=== EXTRAIT À LIRE ===

Leur réticence à se séparer de leur mari ou
de leur partenaire et de leurs enfants explique en partie pourquoi
elles sont peu nombreuses dans les missions de maintien de la paix,
car " les femmes ont tendance à être plus affectées
que les hommes par cette séparation ", a-t-elle poursuivi.
Mme Lee, dont le mari est également agent de la paix de l'ONU,
a reconnu que travailler dans ces missions pouvait fragiliser les
relations. " Ce genre de vie ne convient pas à tout
le monde, à tous les mariages, parce que c'est vraiment difficile.
"
Comfort Lamptey, conseillère au DOMP sur la parité
des sexes, a dit à la Chronique ONU que son département
reconnaissait que les devoirs des femmes envers leur famille pouvaient
les décourager à faire partie des missions de la paix.
Elle a fait remarquer que le DOMP mettait actuellement au point
plusieurs propositions, y compris " faire des missions des
environnements plus propices aux femmes qui veulent y travailler
y participer ". Depuis l'adoption de la résolution 1325
en 2000, le DOMP a employé des conseillers sur la parité
des sexes à plein temps dans 10 des 17 missions de l'ONU.
Depuis août 2004, Mme Lamptey est chargée de fournir
une orientation et un soutien à ces conseillers. Ces nominations
illustrent l'engagement du DOMP à prendre en compte les questions
de parité des sexes mais il lui reste néanmoins à
atteindre l'objectif visant à ce que les femmes représentent
50 % du personnel civil. Dans le secteur civil des missions de maintien
de la paix, seulement 30 % du personnel international et 24 % du
personnel recruté à l'échelle nationale sont
des femmes. Toutefois, le pourcentage du personnel en uniforme est
difficile à évaluer car il varie selon le nombre de
personnels proposé par les États Membres mais il est
considérablement inférieur à celui du secteur
civil, a-t-elle indiqué. Le DOMP demande constamment aux
États Membres de déployer un plus grand nombre de
femmes mais " la réalité est que, dans de nombreux
pays, les femmes sont peu nombreuses à travailler dans les
services de la police militaire ou nationale ", a-t-elle expliqué.
Étant donné la nature transitoire de l'emploi dans
les missions, Mme Lamptey a souligné qu'" il faut continuer
à accroître la sensibilisation [sur les questions de
parité]. Elle est déterminée à s'y employer
dans son nouveau rôle. " Cette question évolue,
mais nous avons encore beaucoup de chemin à parcourir pour
que le personnel dans toutes les fonctions du maintien de la paix
comprenne que la contribution des femmes est essentielle au succès
des missions de maintien de la paix. " Ce succès est
renforcé par la participation des femmes locales à
tous les aspects du processus de paix. " Avec l'expérience
de la guerre, les femmes assument souvent plus de responsabilités
en dehors de leur foyer " et la présence des femmes
agents de la paix peut agir comme " une force d'impulsion contribuant
à réaliser leurs propres aspirations à l'égalité
dans leur société ", a-t-elle ajouté.

===

CONSIGNE 1:
Répondez aux questions suivantes à partir de l'extrait sur les femmes dans le maintien de la paix :
(a) Dans combien de missions de l'ONU le DOMP a-t-il employé des conseillers à plein temps sur la parité des sexes ?
(b) Depuis quand Mme Lamptey est-elle chargée d'orienter et de soutenir ces conseillers ?
(c) Quel pourcentage du personnel international du secteur civil des missions est composé de femmes ?
L'extrait ci-dessus et les lignes qui viennent ensuite n'ont aucun rapport entre eux.

=== DONNÉES FOURNIES ===

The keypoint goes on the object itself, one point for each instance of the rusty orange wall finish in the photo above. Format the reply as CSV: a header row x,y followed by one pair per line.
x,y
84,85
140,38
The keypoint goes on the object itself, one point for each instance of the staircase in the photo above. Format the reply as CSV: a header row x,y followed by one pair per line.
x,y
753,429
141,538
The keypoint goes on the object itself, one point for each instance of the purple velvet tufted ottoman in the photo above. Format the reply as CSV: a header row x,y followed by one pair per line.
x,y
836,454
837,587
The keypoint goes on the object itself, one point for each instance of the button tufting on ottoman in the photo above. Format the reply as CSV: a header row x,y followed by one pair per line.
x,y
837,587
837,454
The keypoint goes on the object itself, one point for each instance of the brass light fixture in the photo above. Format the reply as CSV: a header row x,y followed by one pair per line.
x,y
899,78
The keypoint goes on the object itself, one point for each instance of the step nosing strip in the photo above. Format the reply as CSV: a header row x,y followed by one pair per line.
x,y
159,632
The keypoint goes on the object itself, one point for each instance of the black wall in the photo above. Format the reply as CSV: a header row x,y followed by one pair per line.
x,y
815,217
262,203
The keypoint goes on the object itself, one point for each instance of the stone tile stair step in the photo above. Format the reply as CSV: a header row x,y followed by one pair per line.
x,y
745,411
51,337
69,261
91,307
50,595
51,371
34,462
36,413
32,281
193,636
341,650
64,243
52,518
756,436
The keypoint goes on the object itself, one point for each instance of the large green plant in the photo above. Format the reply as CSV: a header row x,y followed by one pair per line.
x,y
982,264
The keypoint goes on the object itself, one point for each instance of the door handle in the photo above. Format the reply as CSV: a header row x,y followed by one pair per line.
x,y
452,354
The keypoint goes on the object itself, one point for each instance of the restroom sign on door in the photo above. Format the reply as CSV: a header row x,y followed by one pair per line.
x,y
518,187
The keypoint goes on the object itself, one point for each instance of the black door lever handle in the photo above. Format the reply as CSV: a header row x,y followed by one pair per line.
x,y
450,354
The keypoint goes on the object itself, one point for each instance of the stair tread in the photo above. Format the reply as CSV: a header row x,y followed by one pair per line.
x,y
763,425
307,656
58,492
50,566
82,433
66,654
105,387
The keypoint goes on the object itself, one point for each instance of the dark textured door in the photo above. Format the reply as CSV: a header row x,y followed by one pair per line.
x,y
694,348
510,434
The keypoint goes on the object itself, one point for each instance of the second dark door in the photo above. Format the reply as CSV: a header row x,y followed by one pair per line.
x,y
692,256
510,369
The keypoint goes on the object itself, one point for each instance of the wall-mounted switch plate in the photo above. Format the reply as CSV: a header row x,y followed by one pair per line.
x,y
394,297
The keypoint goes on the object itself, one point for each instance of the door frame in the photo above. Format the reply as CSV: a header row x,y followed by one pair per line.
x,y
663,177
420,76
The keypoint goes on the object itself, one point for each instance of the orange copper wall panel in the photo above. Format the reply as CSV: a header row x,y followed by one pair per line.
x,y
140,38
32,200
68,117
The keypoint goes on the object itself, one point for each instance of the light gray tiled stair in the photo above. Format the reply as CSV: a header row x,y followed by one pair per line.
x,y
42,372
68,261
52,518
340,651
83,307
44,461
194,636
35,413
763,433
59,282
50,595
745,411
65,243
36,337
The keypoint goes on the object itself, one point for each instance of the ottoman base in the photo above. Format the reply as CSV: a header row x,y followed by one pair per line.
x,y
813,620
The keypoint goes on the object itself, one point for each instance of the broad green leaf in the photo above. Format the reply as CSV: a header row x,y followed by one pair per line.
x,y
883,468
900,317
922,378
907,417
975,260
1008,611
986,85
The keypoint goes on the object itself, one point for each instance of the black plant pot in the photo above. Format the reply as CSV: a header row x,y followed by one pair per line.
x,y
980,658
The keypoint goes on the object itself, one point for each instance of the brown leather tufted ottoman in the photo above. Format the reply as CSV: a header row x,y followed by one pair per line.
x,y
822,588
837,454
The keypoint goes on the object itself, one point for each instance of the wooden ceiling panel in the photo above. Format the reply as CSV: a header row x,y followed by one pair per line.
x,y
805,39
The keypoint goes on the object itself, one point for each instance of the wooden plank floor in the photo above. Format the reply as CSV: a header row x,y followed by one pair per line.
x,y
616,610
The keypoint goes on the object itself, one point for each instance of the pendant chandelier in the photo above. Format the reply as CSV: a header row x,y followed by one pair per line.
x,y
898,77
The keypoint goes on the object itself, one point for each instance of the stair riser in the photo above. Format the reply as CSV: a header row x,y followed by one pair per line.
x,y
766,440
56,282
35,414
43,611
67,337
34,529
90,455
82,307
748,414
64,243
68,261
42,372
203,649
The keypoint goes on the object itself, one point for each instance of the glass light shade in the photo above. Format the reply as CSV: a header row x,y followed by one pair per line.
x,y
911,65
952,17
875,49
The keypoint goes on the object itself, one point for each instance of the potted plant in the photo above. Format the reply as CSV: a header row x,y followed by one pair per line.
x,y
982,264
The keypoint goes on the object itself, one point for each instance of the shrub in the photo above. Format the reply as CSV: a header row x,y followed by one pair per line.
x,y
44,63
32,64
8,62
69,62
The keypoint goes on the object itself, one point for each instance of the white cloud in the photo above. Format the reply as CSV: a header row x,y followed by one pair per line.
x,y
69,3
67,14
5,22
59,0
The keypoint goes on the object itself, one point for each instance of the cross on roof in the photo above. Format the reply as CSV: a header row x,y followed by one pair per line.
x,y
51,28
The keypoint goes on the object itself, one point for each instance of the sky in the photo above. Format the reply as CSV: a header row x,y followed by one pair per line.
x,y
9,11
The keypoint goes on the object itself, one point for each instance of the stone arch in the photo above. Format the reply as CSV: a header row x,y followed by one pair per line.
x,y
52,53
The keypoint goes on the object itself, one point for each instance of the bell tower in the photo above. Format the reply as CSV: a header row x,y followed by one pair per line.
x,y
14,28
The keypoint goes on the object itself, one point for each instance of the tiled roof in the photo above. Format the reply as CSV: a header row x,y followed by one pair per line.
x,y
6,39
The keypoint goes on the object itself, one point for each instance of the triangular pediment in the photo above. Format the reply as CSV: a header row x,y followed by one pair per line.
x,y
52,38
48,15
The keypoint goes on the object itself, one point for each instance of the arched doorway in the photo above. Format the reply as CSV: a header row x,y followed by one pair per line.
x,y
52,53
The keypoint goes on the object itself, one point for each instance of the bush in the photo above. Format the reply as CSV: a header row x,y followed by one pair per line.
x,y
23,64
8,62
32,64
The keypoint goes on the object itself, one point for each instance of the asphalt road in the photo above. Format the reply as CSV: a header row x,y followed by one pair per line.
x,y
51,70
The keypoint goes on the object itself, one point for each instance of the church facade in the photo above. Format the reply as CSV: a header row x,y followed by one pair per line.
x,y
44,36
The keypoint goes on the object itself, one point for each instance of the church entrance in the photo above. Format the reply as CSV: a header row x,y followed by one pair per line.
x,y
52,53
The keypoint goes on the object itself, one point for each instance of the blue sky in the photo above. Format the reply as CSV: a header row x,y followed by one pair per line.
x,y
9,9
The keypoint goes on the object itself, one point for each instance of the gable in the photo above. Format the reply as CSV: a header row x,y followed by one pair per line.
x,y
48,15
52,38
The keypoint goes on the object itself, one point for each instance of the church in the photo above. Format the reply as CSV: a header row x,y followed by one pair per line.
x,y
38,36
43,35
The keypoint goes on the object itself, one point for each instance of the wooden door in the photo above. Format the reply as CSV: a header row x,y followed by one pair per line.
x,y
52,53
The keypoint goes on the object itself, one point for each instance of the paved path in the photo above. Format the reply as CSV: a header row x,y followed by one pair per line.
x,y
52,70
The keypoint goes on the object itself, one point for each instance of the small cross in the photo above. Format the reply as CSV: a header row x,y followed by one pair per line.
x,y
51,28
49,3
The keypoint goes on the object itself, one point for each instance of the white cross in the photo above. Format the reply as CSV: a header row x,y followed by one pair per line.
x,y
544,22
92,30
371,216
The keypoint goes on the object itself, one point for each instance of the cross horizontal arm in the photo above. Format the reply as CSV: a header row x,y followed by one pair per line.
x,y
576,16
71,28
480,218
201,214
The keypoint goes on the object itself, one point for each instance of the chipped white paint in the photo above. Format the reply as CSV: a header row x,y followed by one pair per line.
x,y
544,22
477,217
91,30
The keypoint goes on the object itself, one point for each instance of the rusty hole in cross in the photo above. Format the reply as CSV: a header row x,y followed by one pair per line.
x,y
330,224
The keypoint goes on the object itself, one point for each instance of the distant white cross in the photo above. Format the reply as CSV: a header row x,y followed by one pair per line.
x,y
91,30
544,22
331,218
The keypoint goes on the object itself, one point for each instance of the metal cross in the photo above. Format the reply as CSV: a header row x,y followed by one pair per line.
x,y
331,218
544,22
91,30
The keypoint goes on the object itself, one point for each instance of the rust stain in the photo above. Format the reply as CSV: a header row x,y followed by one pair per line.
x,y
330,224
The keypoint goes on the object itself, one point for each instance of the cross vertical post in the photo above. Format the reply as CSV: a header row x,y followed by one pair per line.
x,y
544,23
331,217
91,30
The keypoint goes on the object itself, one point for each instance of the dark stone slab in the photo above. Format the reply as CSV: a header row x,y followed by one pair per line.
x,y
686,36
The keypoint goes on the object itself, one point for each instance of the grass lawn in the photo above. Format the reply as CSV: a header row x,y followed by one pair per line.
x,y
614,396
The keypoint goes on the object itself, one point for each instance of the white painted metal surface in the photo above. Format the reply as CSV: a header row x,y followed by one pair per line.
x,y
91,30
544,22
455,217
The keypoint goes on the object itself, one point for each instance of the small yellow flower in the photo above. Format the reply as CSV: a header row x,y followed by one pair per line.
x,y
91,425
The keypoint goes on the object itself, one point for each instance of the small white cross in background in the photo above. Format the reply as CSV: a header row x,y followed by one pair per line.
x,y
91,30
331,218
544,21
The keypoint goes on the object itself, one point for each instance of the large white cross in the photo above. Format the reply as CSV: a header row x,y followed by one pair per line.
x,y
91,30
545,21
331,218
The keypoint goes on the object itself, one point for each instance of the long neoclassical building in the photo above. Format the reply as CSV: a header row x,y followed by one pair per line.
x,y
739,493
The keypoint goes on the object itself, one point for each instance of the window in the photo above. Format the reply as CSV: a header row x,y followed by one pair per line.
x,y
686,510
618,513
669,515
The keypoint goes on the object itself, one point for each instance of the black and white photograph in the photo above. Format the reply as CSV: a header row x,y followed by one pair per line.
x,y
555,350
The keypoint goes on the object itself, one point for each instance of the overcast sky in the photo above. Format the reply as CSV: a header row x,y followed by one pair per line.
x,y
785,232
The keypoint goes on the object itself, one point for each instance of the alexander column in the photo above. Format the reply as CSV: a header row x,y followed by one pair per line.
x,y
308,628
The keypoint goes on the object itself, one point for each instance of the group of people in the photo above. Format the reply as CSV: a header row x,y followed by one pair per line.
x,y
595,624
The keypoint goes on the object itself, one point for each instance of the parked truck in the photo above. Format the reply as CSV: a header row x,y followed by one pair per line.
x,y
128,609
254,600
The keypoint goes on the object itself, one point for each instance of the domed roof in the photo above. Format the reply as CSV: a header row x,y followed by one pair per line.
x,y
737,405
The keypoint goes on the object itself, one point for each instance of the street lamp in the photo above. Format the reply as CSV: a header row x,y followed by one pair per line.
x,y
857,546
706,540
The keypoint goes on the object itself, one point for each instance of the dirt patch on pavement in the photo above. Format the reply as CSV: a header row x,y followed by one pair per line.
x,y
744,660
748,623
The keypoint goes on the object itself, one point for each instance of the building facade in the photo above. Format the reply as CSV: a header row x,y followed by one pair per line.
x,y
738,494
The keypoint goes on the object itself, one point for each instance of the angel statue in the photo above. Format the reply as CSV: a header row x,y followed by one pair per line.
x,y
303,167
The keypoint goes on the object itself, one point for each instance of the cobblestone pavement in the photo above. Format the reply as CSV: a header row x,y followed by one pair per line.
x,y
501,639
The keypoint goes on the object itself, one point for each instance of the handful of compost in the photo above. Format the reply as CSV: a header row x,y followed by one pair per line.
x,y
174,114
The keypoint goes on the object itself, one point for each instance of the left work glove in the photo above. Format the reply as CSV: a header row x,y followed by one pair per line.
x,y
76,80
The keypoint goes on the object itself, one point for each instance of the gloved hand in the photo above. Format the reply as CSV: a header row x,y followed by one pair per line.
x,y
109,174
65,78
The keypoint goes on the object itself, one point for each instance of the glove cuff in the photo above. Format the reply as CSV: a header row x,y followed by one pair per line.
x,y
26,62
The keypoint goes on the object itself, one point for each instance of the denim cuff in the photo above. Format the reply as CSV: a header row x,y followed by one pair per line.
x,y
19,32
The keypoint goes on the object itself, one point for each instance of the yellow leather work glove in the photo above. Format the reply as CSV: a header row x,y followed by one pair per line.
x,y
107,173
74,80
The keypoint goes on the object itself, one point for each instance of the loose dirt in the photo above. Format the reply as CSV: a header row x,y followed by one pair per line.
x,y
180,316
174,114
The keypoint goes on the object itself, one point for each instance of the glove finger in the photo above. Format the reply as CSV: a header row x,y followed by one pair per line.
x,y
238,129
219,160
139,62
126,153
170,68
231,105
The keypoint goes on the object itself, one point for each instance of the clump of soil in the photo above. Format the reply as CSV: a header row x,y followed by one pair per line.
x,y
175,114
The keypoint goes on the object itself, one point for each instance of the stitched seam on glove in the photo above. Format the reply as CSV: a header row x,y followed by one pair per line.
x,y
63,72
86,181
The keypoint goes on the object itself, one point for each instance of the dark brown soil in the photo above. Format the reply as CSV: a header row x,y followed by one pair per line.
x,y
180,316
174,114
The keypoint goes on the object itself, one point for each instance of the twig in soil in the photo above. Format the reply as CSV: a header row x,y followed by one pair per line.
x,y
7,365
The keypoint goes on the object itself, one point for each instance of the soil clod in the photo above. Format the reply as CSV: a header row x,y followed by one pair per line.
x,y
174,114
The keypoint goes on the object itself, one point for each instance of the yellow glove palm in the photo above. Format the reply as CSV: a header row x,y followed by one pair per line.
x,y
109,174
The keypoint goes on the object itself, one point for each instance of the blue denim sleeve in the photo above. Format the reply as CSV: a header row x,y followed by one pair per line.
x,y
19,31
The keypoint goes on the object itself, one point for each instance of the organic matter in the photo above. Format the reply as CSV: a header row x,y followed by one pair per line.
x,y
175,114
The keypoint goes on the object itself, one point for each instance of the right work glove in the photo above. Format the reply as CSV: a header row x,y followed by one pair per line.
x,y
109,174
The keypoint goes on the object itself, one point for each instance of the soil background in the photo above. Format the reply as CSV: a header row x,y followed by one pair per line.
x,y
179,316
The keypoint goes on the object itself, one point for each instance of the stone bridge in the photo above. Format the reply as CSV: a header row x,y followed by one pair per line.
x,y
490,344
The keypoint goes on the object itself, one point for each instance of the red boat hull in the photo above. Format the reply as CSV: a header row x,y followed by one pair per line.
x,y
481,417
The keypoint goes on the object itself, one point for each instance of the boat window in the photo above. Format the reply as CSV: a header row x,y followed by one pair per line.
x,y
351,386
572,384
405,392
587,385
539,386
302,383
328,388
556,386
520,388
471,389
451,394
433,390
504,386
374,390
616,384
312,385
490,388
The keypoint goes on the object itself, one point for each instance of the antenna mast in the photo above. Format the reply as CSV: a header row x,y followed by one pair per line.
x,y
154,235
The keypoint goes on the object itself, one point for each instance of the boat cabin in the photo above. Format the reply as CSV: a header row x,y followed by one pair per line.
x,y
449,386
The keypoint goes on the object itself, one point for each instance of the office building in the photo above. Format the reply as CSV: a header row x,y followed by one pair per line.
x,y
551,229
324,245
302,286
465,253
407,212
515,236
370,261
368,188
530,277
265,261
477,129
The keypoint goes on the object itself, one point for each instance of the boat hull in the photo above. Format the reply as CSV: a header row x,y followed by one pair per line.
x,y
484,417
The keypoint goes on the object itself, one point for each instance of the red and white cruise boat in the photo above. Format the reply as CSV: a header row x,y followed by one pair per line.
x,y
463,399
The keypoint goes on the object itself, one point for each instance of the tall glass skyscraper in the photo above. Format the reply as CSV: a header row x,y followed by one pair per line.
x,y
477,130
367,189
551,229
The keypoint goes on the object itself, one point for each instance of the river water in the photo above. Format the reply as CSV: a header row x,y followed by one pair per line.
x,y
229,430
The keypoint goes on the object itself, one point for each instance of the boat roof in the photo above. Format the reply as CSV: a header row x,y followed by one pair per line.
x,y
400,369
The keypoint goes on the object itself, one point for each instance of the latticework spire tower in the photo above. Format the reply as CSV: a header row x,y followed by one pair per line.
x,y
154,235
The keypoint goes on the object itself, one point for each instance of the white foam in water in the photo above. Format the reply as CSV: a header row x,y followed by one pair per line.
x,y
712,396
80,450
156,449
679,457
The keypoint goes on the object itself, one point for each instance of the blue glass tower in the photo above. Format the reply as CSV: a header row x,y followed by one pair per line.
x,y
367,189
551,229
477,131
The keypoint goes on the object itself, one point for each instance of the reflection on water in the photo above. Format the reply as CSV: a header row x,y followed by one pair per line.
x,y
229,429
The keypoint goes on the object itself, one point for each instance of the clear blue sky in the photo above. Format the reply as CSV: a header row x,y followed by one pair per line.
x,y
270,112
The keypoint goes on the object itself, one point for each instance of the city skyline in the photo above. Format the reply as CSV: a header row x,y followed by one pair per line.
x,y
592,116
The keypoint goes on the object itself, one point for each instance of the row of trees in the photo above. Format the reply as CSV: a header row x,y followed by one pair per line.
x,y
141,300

===

CONSIGNE 2: Sélectionnez chaque ligne des données qui contient le mot « step » et recopiez-la.

RÉPONSE ATTENDUE 1:
(a) Dans 10 des 17 missions de l'ONU.
(b) Depuis août 2004.
(c) 30 %.

RÉPONSE ATTENDUE 2:
The keypoint goes on the object itself, one point for each instance of the step nosing strip in the photo above. Format the reply as CSV: a header row x,y followed by one pair per line.
The keypoint goes on the object itself, one point for each instance of the stone tile stair step in the photo above. Format the reply as CSV: a header row x,y followed by one pair per line.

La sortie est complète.